▶ _TAREFA PROPOSTA 1_:
Registre, sem alterações, o trecho da crítica de O Sacrifício abaixo que vai de "No cenário pós-Me" até "retalho de bizarrices.".

No cenário pós-Me Too em que vivemos hoje, a redescoberta dessa temática traz grande valor representativo, mas infelizmente acaba abafada pela seleção de cenas insólitas sem contexto que passaram a resumir O Sacrifício no imaginário popular. Na realidade, a saturação das piadas focadas em um Cage surtado gritando sobre abelhas, balançando uma boneca chamuscada na direção de Kate Beahan e distribuindo socos enquanto fantasiado de urso acabaram prestando um desserviço à obra e ao ator, pois apagaram as nuances e a relação de causa e efeito que levou o filme a se tornar um delicioso retalho de bizarrices.

Como roteirista, LaBute tem a sensibilidade necessária para recriar O Homem de Palha de forma interessante e divertida, conseguindo criar o mínimo de situações bizarras necessárias para sustentar os paralelos entre as estruturas clássicas do folk horror e sua releitura. É como diretor que ele derrapa feio, encarando cenas de horror ou de tensão dramática com o mesmo timing que teria Tatá Werneck apresentando o Linha Direta. A introdução do personagem de Cage, bem como a construção do trauma que o move, são editadas de forma tão pitoresca que é difícil não sentir o filme em confronto consigo mesmo logo nos minutos iniciais.

Depois que o protagonista é convidado a visitar a ilha de Summersisle por sua ex-noiva, que afirma estar em busca da filha desaparecida, o filme ameaça melhorar em tom e execução. O texto de LaBute brilha com as situações que ressaltam a emasculação do personagem de Cage, mas sua câmera segue conferindo ar de comédia aos momentos mais sérios e dramáticos. Sem conseguir traduzir o clima de dúvida, angústia e tensão que pede a roupagem de folk horror do filme, o cineasta perde a mão entre o que é texto e subtexto na história, transformando tudo em uma coisa só e sacrificando o comprometimento emocional do público.

A partir daí, assistir a O Sacrifício se torna menos como ver um filme e mais como observar um exercício acadêmico. Não há tensão palpável nas cenas, nem qualquer simpatia pelo personagem caricato de Cage, mas há sabor na constante exibição do ridículo da masculinidade desprovida de seus recursos opressores; o que mantém a experiência interessante. Em um longo diálogo com a personagem de Ellen Burstyn, grande matriarca da trama, LaBute joga a toalha de vez e faz questão de explicar tudo que já vinha esfregando na cara do espectador. Se o filme fosse mais engraçado, seria uma forma irônica de cravar a produção como sátira, mas é tudo tão sério que logo se torna chato. É aí que Nicolas Cage resolve agir.

Nicolas Cage vestido como urso em cena de O Sacrifício (2006)

▶ _DADOS FORNECIDOS_:
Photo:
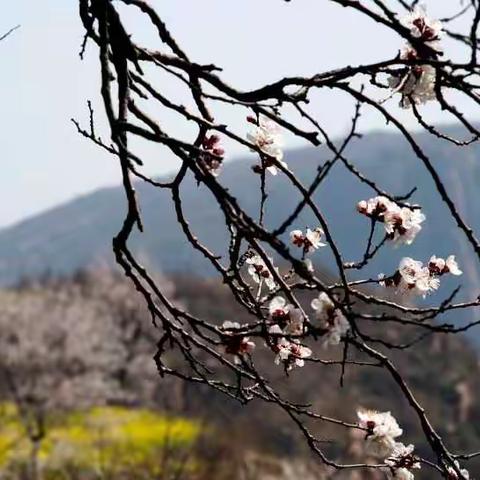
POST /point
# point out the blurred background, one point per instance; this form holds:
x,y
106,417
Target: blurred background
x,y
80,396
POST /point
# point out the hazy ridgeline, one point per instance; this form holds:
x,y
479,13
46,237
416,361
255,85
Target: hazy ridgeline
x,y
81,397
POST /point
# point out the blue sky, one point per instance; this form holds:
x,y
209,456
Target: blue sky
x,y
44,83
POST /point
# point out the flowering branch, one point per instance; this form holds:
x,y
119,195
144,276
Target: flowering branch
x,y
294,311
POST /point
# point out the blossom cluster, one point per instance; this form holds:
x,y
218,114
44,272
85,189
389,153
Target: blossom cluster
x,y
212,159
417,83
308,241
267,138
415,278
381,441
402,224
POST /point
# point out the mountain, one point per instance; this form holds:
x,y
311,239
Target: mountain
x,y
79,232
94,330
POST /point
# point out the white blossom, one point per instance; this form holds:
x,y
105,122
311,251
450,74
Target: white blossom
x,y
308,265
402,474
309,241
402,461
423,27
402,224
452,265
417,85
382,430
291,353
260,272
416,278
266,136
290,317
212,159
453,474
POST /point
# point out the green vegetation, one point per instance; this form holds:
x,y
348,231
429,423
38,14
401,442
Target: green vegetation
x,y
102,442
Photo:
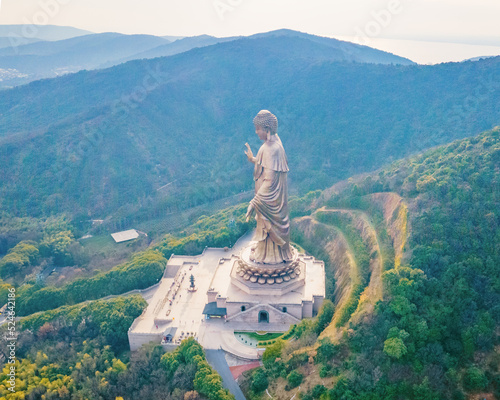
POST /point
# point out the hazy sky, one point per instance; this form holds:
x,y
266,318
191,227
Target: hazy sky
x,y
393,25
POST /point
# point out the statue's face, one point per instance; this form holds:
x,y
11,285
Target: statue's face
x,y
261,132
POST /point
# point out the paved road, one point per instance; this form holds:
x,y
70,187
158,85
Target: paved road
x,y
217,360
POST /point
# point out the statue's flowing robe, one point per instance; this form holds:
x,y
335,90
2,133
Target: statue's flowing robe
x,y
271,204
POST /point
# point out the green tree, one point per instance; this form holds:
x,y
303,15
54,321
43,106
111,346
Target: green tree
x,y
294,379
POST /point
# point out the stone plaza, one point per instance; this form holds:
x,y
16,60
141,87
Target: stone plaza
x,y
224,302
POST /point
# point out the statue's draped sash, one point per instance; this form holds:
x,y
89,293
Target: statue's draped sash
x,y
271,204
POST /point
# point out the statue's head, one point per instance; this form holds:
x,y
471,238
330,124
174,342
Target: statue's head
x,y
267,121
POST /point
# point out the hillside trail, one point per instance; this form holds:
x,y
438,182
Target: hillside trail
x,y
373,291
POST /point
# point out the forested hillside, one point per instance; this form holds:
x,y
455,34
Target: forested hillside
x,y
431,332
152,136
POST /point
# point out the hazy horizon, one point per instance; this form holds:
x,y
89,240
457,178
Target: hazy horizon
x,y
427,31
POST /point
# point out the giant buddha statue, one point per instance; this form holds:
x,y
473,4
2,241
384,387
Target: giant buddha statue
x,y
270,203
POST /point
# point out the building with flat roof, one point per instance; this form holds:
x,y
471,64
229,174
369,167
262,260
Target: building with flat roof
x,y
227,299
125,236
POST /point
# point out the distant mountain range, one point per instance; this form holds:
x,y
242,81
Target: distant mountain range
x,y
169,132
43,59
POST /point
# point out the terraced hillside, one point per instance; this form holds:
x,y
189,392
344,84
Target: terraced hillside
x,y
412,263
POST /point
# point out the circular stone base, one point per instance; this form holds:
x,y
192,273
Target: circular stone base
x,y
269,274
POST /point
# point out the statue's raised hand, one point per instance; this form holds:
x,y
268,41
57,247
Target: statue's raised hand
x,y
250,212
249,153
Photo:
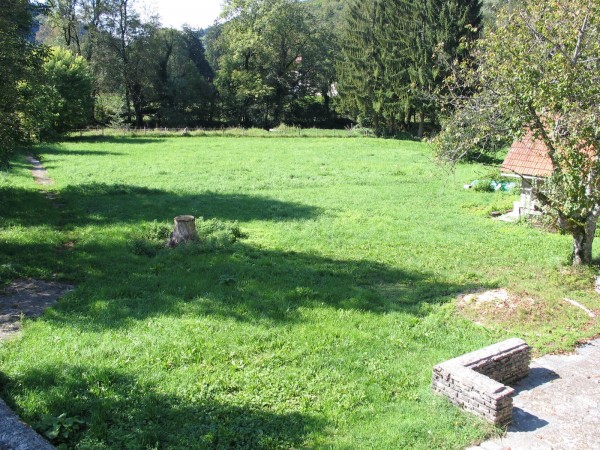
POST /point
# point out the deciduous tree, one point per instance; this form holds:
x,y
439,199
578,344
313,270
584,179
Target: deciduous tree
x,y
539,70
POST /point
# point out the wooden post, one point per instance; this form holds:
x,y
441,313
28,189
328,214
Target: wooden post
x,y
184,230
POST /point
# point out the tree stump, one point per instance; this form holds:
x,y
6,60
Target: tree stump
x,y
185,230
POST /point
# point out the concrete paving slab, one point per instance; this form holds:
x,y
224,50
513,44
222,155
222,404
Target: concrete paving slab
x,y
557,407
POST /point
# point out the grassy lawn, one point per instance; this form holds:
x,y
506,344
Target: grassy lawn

▶ _TAREFA PROPOSTA 2_:
Selecione na listagem acima todas as linhas que contêm a string "background", diferenciando maiúsculas de minúsculas.

▶ _RESPOSTA ELABORADA 1_:
No cenário pós-Me Too em que vivemos hoje, a redescoberta dessa temática traz grande valor representativo, mas infelizmente acaba abafada pela seleção de cenas insólitas sem contexto que passaram a resumir O Sacrifício no imaginário popular. Na realidade, a saturação das piadas focadas em um Cage surtado gritando sobre abelhas, balançando uma boneca chamuscada na direção de Kate Beahan e distribuindo socos enquanto fantasiado de urso acabaram prestando um desserviço à obra e ao ator, pois apagaram as nuances e a relação de causa e efeito que levou o filme a se tornar um delicioso retalho de bizarrices.

▶ _RESPOSTA ELABORADA 2_:
# point out the blurred background, one point per instance; this form holds:
Target: blurred background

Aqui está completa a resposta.